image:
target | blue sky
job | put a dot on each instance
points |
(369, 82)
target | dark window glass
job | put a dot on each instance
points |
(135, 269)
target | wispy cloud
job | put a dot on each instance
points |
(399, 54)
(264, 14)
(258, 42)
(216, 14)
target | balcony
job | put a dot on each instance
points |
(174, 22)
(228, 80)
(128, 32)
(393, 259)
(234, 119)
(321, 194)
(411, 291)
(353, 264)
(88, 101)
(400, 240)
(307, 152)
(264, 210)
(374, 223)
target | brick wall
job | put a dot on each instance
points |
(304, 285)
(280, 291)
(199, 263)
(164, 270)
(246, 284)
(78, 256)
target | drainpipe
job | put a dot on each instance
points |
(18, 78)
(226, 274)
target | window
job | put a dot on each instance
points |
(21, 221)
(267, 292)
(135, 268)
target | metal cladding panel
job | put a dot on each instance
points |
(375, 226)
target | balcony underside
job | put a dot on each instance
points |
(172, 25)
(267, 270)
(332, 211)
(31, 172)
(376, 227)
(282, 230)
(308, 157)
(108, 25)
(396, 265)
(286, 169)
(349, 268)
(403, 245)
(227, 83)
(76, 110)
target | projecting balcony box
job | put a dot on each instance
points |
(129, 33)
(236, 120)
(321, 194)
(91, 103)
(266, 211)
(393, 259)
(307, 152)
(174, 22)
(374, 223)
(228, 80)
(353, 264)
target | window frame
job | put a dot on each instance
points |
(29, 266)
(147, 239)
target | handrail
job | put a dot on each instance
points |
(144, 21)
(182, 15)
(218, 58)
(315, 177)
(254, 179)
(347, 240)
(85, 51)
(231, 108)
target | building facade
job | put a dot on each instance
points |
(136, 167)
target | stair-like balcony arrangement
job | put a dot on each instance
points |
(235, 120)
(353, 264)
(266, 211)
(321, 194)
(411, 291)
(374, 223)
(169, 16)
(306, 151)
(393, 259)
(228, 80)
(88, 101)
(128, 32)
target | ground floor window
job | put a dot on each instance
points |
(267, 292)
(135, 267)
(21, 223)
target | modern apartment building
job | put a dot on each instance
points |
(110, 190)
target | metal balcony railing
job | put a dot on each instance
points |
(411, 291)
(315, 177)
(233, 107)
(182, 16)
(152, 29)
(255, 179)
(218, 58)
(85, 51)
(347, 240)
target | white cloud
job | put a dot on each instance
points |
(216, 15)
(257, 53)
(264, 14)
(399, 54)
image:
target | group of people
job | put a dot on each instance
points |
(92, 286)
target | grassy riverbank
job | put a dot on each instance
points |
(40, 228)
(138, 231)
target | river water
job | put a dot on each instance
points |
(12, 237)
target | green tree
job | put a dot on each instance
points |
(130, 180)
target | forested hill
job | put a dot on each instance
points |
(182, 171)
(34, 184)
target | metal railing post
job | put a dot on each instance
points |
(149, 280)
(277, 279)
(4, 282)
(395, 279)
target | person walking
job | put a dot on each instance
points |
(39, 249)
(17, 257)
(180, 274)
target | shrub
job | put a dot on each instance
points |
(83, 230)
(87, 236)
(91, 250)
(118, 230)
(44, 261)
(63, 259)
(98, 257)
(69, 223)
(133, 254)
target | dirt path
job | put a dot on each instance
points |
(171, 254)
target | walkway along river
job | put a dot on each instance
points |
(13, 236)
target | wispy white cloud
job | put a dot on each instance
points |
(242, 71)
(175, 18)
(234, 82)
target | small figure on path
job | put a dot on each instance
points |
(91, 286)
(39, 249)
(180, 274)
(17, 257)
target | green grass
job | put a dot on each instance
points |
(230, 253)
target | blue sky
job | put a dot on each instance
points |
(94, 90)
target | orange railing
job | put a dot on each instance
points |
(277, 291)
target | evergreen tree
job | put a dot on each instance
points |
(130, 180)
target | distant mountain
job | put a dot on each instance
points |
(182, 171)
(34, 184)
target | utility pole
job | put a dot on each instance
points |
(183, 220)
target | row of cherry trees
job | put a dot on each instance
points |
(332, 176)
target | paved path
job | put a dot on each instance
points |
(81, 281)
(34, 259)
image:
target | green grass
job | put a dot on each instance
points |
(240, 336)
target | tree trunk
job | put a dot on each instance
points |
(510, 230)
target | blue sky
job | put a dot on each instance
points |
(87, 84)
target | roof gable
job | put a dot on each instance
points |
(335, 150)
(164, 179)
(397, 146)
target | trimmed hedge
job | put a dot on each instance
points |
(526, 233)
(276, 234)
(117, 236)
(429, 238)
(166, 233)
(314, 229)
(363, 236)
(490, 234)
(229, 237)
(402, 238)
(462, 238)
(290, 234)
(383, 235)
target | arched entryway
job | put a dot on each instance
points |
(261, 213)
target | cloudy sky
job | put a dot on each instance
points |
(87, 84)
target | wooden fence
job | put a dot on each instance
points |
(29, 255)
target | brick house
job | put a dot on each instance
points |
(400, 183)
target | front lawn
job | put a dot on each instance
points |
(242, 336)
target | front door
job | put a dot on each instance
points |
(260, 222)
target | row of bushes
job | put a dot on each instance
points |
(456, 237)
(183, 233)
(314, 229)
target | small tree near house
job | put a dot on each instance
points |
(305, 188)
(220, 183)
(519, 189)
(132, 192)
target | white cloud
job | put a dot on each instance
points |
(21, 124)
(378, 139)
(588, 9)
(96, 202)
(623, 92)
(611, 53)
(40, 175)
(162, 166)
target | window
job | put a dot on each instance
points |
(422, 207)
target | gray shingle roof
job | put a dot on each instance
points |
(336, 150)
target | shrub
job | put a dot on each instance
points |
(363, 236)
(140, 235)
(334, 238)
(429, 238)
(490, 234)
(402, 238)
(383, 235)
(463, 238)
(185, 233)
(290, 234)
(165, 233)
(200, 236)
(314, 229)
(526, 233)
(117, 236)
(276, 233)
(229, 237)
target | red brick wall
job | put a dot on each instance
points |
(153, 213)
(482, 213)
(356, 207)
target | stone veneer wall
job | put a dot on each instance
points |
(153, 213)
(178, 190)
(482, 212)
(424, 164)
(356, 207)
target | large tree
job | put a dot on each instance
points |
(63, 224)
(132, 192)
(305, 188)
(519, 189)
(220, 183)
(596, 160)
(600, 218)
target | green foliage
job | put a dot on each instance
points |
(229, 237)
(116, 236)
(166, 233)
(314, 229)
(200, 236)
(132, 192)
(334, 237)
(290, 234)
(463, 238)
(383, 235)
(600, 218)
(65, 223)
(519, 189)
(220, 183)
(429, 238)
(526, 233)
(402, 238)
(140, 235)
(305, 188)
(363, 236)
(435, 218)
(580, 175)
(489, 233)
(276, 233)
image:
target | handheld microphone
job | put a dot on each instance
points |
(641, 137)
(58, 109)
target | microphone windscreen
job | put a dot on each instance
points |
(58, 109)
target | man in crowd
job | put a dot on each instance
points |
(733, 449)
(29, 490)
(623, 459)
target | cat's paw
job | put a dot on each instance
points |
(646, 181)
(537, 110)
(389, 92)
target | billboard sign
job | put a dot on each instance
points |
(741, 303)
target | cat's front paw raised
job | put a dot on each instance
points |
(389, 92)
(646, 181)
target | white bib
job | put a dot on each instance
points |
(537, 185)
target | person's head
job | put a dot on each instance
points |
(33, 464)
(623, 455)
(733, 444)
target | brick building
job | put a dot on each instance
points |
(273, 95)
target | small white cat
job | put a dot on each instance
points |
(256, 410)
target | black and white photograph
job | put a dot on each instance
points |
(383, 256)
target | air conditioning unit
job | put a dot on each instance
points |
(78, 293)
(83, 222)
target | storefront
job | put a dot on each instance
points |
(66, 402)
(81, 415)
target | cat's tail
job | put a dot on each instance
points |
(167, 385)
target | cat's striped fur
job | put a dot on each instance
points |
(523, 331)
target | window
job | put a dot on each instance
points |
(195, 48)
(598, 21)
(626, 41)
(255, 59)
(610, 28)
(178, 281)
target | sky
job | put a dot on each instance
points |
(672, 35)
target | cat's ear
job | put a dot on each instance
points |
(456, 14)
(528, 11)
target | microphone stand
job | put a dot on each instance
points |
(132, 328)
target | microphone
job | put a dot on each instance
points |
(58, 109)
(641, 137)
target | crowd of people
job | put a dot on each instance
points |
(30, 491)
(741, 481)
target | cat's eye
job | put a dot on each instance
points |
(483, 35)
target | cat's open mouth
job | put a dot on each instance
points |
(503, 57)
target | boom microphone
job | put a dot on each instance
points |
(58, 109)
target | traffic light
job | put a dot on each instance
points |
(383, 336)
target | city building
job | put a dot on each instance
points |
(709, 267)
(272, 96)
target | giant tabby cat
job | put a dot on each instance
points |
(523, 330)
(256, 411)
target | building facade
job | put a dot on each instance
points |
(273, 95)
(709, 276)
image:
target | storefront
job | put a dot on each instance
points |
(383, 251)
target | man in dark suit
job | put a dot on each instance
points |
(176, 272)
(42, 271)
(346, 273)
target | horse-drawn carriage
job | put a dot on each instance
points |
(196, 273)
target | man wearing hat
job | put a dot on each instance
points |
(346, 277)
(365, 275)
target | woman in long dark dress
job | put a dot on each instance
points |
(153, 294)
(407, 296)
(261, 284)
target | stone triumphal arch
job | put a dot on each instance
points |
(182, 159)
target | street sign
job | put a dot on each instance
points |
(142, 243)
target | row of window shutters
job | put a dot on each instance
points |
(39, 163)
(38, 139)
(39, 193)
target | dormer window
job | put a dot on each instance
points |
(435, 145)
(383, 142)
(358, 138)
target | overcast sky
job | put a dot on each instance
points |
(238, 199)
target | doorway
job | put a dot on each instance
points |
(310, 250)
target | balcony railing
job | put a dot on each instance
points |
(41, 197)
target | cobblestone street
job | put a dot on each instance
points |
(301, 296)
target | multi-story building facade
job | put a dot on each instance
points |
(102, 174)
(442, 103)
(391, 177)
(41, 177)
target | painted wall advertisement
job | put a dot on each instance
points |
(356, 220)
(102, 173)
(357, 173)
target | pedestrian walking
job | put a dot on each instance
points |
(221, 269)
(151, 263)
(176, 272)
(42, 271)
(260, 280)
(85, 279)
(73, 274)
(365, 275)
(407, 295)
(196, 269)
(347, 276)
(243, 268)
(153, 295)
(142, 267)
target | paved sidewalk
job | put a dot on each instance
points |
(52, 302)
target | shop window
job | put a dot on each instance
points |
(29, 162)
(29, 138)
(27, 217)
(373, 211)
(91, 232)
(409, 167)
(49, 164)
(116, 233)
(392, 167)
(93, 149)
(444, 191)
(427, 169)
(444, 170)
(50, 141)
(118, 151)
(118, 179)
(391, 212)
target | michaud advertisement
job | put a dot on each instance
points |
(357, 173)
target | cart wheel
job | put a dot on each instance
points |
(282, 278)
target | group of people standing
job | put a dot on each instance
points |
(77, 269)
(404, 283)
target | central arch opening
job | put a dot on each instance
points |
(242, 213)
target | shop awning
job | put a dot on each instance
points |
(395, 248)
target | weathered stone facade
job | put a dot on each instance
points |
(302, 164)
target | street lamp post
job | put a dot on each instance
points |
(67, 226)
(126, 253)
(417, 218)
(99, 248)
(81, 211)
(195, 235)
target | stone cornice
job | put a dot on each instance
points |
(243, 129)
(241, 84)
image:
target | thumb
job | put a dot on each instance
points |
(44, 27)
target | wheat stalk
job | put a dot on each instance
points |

========================================================================

Directive
Starting at the line that contains "target | stone triumphal arch", quote each remaining line of the entries above, unchanged.

Output for this task
target | stone triumphal arch
job | put a dot on each instance
points |
(182, 159)
target | street sign
job | put a dot on each instance
points |
(142, 243)
target | row of window shutters
job | put a dot on each instance
points |
(39, 163)
(38, 139)
(39, 193)
target | dormer window
job | put a dot on each instance
points |
(435, 145)
(383, 142)
(358, 138)
target | overcast sky
job | put a dot on each instance
points |
(238, 199)
target | doorway
job | put a dot on each instance
points |
(310, 250)
target | balcony railing
job | put a dot on each instance
points |
(41, 197)
target | cobblestone street
job | put a dot on each instance
points |
(301, 296)
target | multi-story building facade
job | put a dot on each instance
points |
(102, 174)
(442, 103)
(391, 177)
(41, 177)
target | painted wall advertisement
job | put a dot on each instance
points |
(356, 220)
(102, 173)
(357, 173)
target | pedestrian walking
job | put a dot on each instance
points |
(221, 269)
(151, 263)
(176, 272)
(42, 271)
(260, 280)
(85, 279)
(73, 274)
(365, 275)
(407, 295)
(196, 269)
(347, 276)
(243, 268)
(153, 295)
(142, 267)
target | paved sidewalk
job | put a dot on each instance
points |
(52, 302)
target | shop window
job | put a dot on each instance
points |
(29, 162)
(29, 138)
(27, 217)
(373, 211)
(91, 232)
(409, 167)
(49, 164)
(116, 233)
(392, 167)
(93, 149)
(444, 191)
(427, 169)
(444, 170)
(50, 141)
(118, 151)
(118, 179)
(391, 212)
target | michaud advertisement
job | put a dot on each instance
points |
(357, 173)
target | cart wheel
job | put a dot on each instance
points |
(282, 278)
target | group of people standing
job | put a dot on each instance
points |
(77, 269)
(404, 283)
target | central arch opening
job | put a dot on each instance
points |
(242, 213)
target | shop awning
job | put a dot on each instance
points |
(395, 248)
target | weathered stone facade
job | put a dot on each instance
points |
(302, 164)
target | street lamp post
job | put a dot on each instance
points |
(67, 226)
(126, 253)
(417, 218)
(99, 248)
(81, 211)
(195, 235)
target | stone cornice
job | put a dot on each instance
points |
(243, 129)
(241, 84)
image:
target | thumb
job | put a dot on each instance
points |
(44, 27)
target | wheat stalk
job | put a dot on each instance
points |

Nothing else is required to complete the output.